- Image location labeling entries:
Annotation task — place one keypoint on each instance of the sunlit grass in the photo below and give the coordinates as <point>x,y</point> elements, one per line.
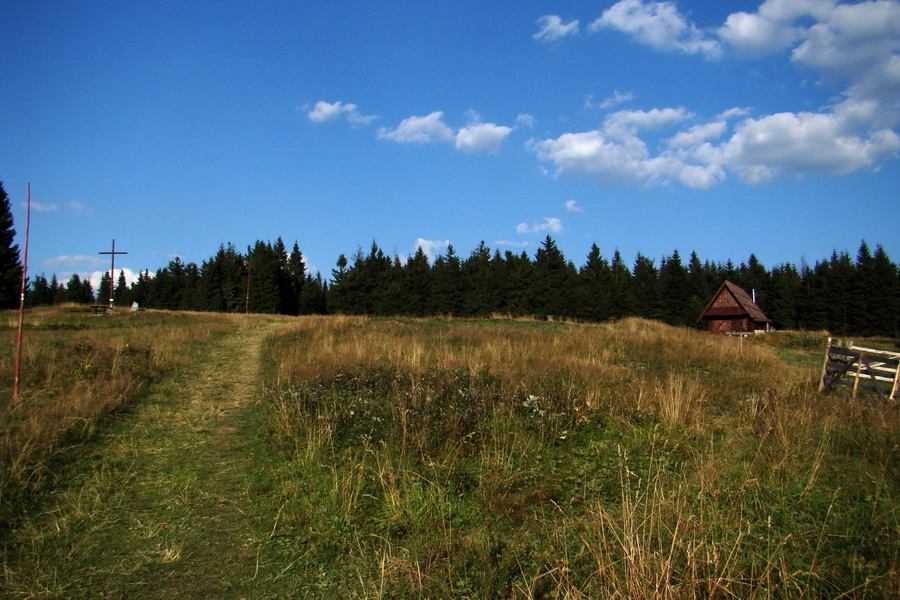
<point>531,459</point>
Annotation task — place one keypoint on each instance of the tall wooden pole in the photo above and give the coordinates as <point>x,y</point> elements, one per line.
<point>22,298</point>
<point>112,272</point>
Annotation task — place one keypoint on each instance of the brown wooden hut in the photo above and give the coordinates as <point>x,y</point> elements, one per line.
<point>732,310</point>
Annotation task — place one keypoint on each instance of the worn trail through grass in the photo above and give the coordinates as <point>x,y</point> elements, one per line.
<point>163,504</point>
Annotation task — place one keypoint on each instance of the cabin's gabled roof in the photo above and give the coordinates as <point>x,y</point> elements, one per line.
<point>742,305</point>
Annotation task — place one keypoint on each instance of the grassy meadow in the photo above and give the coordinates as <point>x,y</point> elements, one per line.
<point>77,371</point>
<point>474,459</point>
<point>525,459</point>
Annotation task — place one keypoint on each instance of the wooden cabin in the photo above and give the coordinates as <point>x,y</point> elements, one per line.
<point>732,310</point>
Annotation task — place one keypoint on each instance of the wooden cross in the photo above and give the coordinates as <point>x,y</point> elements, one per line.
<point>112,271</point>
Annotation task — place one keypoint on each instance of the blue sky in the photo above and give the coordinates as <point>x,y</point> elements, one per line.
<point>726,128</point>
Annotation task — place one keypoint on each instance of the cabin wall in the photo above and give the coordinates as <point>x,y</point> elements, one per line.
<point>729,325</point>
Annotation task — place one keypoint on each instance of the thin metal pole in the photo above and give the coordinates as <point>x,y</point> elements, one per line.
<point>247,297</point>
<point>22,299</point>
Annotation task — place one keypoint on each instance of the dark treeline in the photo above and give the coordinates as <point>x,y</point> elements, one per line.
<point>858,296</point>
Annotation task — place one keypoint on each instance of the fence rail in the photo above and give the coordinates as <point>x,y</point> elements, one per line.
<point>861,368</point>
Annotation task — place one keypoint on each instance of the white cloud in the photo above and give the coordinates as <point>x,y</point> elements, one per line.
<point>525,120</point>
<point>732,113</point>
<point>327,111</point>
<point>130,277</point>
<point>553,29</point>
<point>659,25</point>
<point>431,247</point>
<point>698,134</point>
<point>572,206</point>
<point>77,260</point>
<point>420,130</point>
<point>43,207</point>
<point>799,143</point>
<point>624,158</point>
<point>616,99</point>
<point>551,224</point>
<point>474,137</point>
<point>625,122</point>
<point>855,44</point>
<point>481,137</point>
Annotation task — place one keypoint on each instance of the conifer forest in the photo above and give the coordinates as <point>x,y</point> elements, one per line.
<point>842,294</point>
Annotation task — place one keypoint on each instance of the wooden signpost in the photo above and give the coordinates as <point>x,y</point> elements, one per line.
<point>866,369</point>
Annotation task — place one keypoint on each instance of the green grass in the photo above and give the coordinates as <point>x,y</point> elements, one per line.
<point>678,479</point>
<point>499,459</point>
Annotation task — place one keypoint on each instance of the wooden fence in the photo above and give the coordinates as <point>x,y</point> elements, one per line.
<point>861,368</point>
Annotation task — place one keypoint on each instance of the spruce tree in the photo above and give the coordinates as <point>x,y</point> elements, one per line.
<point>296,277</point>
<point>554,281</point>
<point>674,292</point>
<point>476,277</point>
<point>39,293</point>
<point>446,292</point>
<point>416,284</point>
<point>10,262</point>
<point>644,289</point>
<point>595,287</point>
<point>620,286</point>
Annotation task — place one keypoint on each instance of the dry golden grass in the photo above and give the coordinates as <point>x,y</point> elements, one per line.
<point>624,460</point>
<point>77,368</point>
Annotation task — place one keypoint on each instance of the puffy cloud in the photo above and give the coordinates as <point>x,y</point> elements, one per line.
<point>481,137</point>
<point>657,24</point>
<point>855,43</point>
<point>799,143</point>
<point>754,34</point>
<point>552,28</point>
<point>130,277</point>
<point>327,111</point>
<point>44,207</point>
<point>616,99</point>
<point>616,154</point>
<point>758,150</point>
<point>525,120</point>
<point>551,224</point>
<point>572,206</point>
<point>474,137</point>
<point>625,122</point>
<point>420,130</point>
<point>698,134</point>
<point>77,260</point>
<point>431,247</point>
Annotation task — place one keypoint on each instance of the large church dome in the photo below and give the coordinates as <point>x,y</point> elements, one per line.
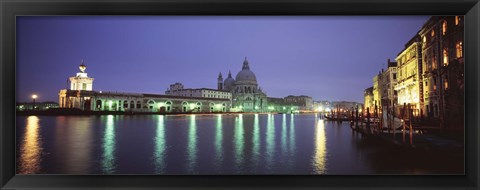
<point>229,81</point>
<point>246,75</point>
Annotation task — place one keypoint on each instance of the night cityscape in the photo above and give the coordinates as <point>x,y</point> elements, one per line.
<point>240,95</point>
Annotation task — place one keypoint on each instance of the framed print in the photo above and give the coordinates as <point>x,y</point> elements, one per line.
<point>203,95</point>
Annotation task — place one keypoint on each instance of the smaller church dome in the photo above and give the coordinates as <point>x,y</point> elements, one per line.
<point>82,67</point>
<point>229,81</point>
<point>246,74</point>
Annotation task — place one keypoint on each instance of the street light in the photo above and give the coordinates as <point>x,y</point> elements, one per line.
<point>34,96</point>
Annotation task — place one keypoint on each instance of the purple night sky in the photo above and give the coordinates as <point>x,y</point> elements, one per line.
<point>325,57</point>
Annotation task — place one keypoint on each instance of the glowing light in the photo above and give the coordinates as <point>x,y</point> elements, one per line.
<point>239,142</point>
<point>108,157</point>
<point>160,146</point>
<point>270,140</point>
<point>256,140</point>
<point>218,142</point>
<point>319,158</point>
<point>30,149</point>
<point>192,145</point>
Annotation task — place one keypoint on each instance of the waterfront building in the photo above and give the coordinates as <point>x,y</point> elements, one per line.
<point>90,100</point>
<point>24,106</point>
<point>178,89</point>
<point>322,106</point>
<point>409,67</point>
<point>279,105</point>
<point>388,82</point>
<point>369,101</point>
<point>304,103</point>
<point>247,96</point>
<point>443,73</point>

- Set task: Rewrite all the rows above with "keypoint" changed to "marker" wherever it occurs and nothing else altered. Leave the pictures out.

- Full solution:
Annotation task — place one marker on each instance of the sunlit grass in the photo below and give the coordinates as <point>x,y</point> elements, one per line.
<point>531,459</point>
Annotation task — place one marker on each instance of the tall wooden pole in the photo above and give the coordinates as <point>x,y</point> elements, one per line.
<point>22,298</point>
<point>112,272</point>
Annotation task — place one marker on each instance of the brown wooden hut in the photo above and give the coordinates as <point>x,y</point> elements, one per line.
<point>732,310</point>
Annotation task — place one marker on each instance of the worn trail through grass in the photo above and give the coordinates as <point>x,y</point> elements, one per line.
<point>163,504</point>
Annotation task — place one marker on each instance of the cabin's gabled roof in the photo above and give the coordinates as <point>x,y</point> elements, one per line.
<point>742,305</point>
Annotation task — place one marker on each instance of the grassy meadow in the photo above and give the coordinates as <point>x,y</point> elements, one per line.
<point>77,371</point>
<point>474,459</point>
<point>525,459</point>
Annotation task — place one marker on each instance of the wooden cabin in the photo above and give the coordinates as <point>x,y</point> elements, one per line.
<point>732,310</point>
Annotation task — place one marker on each instance of the wooden cross in the photo above and give the coordinates as <point>x,y</point> elements, one per line.
<point>112,271</point>
Annotation task — place one marker on each instance of the blue sky in the photo above and give the coordinates as <point>x,y</point> elements, one per line.
<point>726,128</point>
Annotation task — place one marker on each instance of the cabin wall in the photo above and give the coordinates as <point>x,y</point> elements, one per line.
<point>729,325</point>
Annotation task — place one marker on each instance of the thin metal pole in the photo above and give the coordinates as <point>x,y</point> elements, one per line.
<point>247,297</point>
<point>22,299</point>
Annotation task — place one marker on each instance of the dark treeline in the photo above and give the coordinates as <point>x,y</point> elements, one per line.
<point>858,296</point>
Annotation task — place one marker on each instance of the fence rail in the photo above and give the coordinates as <point>x,y</point> elements, one per line.
<point>861,368</point>
Annotation task — place one marker on each instance of the white cloud in the photo above and give the coordinates as <point>x,y</point> elements, one per line.
<point>525,120</point>
<point>732,113</point>
<point>327,111</point>
<point>130,277</point>
<point>553,29</point>
<point>659,25</point>
<point>431,247</point>
<point>698,134</point>
<point>572,206</point>
<point>77,260</point>
<point>420,130</point>
<point>43,207</point>
<point>799,143</point>
<point>624,158</point>
<point>616,99</point>
<point>551,224</point>
<point>474,137</point>
<point>625,122</point>
<point>855,44</point>
<point>481,137</point>
Annotation task — place one marker on each instance of the conifer forest in the photo above and give the coordinates as <point>x,y</point> elements, one per line.
<point>842,294</point>
Annotation task — place one marker on each instance of the wooden signpost in the photo above and give the coordinates as <point>x,y</point> elements, one per line.
<point>866,369</point>
Annotation task — place one marker on each instance of the green grass in the photo above and give the coordinates as <point>x,y</point> elements, one per line.
<point>678,479</point>
<point>499,459</point>
Annotation task — place one marker on each instance of the wooden fence in the photo above and give the coordinates as <point>x,y</point> elements, one per line.
<point>861,368</point>
Annotation task — place one marker on each instance of the spruce tree in the photo above and give the coordinates as <point>x,y</point> elements, one per line.
<point>296,277</point>
<point>554,281</point>
<point>674,292</point>
<point>476,277</point>
<point>39,293</point>
<point>446,292</point>
<point>416,284</point>
<point>10,262</point>
<point>644,289</point>
<point>595,287</point>
<point>620,286</point>
Annotation task — place one marker on each instance of the dry golden grass in the photo above and give the coordinates as <point>x,y</point> elements, one per line.
<point>624,460</point>
<point>77,368</point>
Annotation task — place one marker on each instance of the puffy cloud in the photo above and give the coordinates as <point>x,y</point> elements, one per line.
<point>481,137</point>
<point>657,24</point>
<point>855,43</point>
<point>799,143</point>
<point>754,34</point>
<point>552,28</point>
<point>130,277</point>
<point>327,111</point>
<point>44,207</point>
<point>616,99</point>
<point>616,154</point>
<point>758,150</point>
<point>525,120</point>
<point>551,224</point>
<point>572,206</point>
<point>474,137</point>
<point>625,122</point>
<point>420,130</point>
<point>698,134</point>
<point>77,260</point>
<point>431,247</point>
Annotation task — place one marker on each instance of the large church dome in the photo below and give the coordinates as <point>x,y</point> elements, one per line.
<point>229,81</point>
<point>246,75</point>
Annotation task — place one marker on each instance of the night cityscape in the photo above and give the coordinates as <point>x,y</point> elements, one per line.
<point>240,95</point>
Annotation task — place one marker on each instance of the framed print in the photo above and give the coordinates as <point>x,y</point> elements, one per line.
<point>203,95</point>
Annotation task — place one marker on each instance of the smaller church dome in the photo above and give the coordinates as <point>x,y</point> elements, one per line.
<point>82,67</point>
<point>229,81</point>
<point>246,74</point>
Annotation task — place one marker on each instance of the street light in the photo above and give the coordinates as <point>x,y</point> elements, one per line.
<point>34,96</point>
Annotation task — place one marker on each instance of the purple night sky in the photo above and give the coordinates as <point>x,y</point> elements, one per line.
<point>325,57</point>
Annotation task — place one marker on each instance of the glowing light in the photo above and give the coordinates as <point>x,y</point> elements, one per line.
<point>239,142</point>
<point>108,157</point>
<point>160,146</point>
<point>270,140</point>
<point>256,140</point>
<point>218,142</point>
<point>319,158</point>
<point>30,149</point>
<point>192,145</point>
Annotation task — place one marker on each instance of the waterfront building in the photo above and give the coordinates as <point>x,y</point> elements, one per line.
<point>90,100</point>
<point>24,106</point>
<point>178,89</point>
<point>322,106</point>
<point>409,67</point>
<point>279,105</point>
<point>388,82</point>
<point>369,101</point>
<point>304,103</point>
<point>247,96</point>
<point>443,73</point>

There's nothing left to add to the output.